First markdown parser tests

fcollonval commented 2 years ago

Discussion about Markdown parsing is a long standing issue. This PR lays out a structure to test nbconvert and web frontend parser based on the GitHub flavored Commonmark tests.

Most of those tests are failing

Xref: https://github.com/jupyterlab/jupyterlab/issues/272

fcollonval commented 2 years ago

Part of the errors are due to the additional id and link nbconvert and JupyterLab are adding on headings compared to gfm commonmark; e.g. '<h3 id="foo">foo<a class="anchor-link" href="#foo">¶</a></h3>' VS '<h3>foo</h3>'

fcollonval commented 2 years ago

Adding the normalization of GFM on the output HTML the results for JupyterLab is 293 failed, 378 passed

The artifact to compare the outputs is available at: https://github.com/jupyterlab/benchmarks/actions/runs/2200787289

fcollonval commented 2 years ago

So a more in-depth analysis shows the following group of discrepancies:

Desired discrepancies:
- Heading id and link
- Code block styling
- HTML sanitization

id	section	markdown	commonmark-gfm	JupyterLab
10	Tabs	`#\tFoo\n`	`<h1>Foo</h1>`	`<h1 id="Foo">Foo<a class="jp-InternalAnchorLink" href="#Foo" target="_self">¶</a></h1>`
112	Fenced code blocks	`ruby\ndef foo(x)\n return 3\nend\n\n`	`<pre><code class="language-ruby">def foo(x)\n return 3\nend\n</code></pre>`	`<pre><code class="cm-s-jupyter language-ruby"><span class="cm-keyword">def</span> <span class="cm-def">foo</span>(<span class="cm-variable">x</span>)\n <span class="cm-keyword">return</span> <span class="cm-number">3</span>\n<span class="cm-keyword">end</span>\n</code></pre>`
133	HTML blocks	`<Warning>\nbar\n</Warning>\n`	`<warning> bar </warning>`	`bar`
140	HTML blocks	`<script type="text/javascript">\n// JavaScript example\n\ndocument.getElementById("demo").innerHTML = "Hello JavaScript!";\n</script>\nokay\n`	`<script type="text/javascript">// JavaScript example document.getElementById("demo").innerHTML = "Hello JavaScript!";</script><p>okay</p>`	`<p>okay</p>`
141	HTML blocks	`<style\n type="text/css">\nh1 {color:red;}\n\np {color:blue;}\n</style>\nokay\n`	`<style type="text/css">h1 {color:red;} p {color:blue;}</style><p>okay</p>`	`<p>okay</p>`

To fix discrepancies:
- Tabulation and new lines characters handling
- [TBC] Unpaired HTML tag

id	section	markdown	commonmark-gfm	JupyterLab
1	Tabs	`\tfoo\tbaz\t\tbim\n`	`<pre><code>foo\tbaz\t\tbim\n</code></pre>`	`<pre><code>foo baz bim\n</code></pre>`
120	HTML blocks	`<div>\n hello\n <foo><a>\n`	`<div>hello <foo><a>`	`<div>hello <a rel="nofollow" target="_self"> </a></div>`
121	HTML blocks	`</div>\nfoo\n`	`</div>foo`	`foo`

fcollonval commented 2 years ago

Actually marked is running the commonmark and gfm tests in its CI. The results as of Jan 4th 2022 are reported there: https://github.com/markedjs/marked/discussions/1202#discussioncomment-1907552

jasongrout commented 2 years ago

Interestingly, Github just added math rendering, so now there is another opinion about exactly what syntax is used to create math: https://github.blog/changelog/2022-05-19-render-mathematical-expressions-in-markdown/

Math is also rendering in github's notebook preview (see https://github.com/jupyter-widgets/ipywidgets/blob/master/docs/source/examples/Lorenz%20Differential%20Equations.ipynb, for example). It appears to use MathJax 3.2.0.

▶ [DATA LINES]
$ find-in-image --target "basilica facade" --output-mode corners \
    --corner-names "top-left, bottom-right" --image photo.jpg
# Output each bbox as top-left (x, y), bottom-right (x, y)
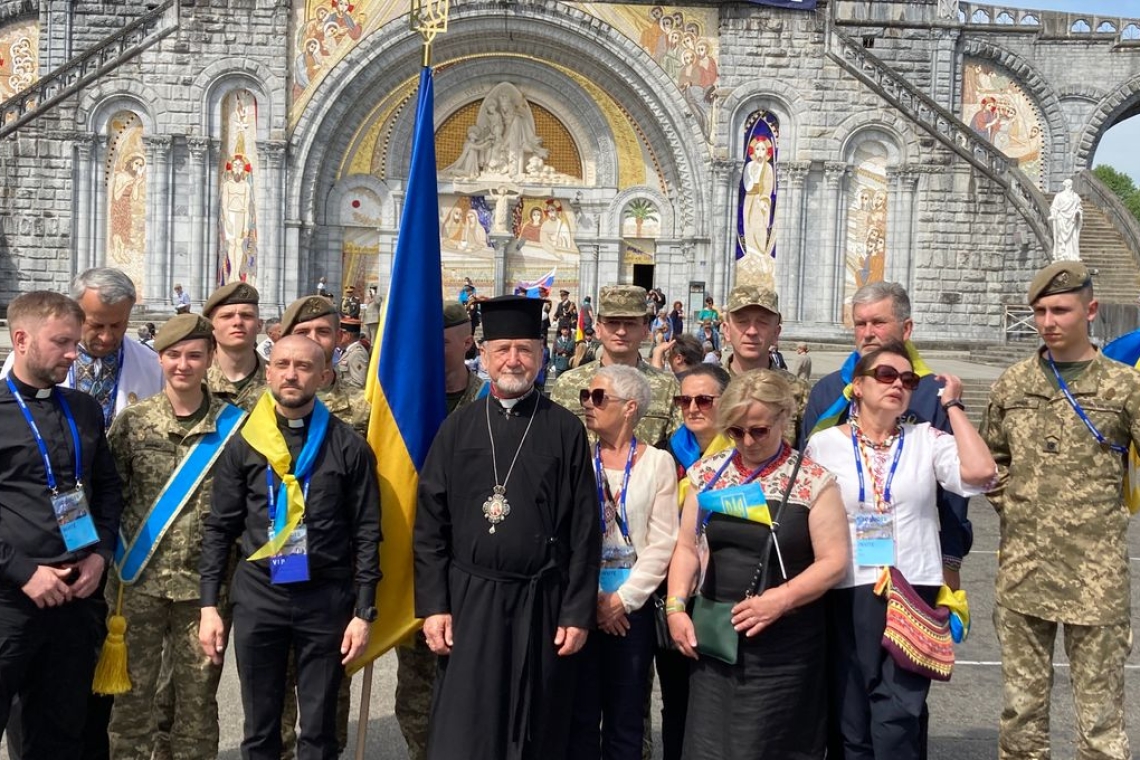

▶ [AIM OF THE EXERCISE] Summarize the Markdown parser test thread in two sentences. None of the lines are needed for this.

▶ [PROBLEM SOLUTION] A pull request sets up a structure to test the nbconvert and web frontend Markdown parsers against the GitHub flavored CommonMark tests, and most of those tests fail, partly because nbconvert and JupyterLab add an id and a link to headings. A closer analysis sorts the discrepancies into desired ones (heading id and link, code block styling, HTML sanitization) and ones to fix (tab and newline handling, and possibly unpaired HTML tags).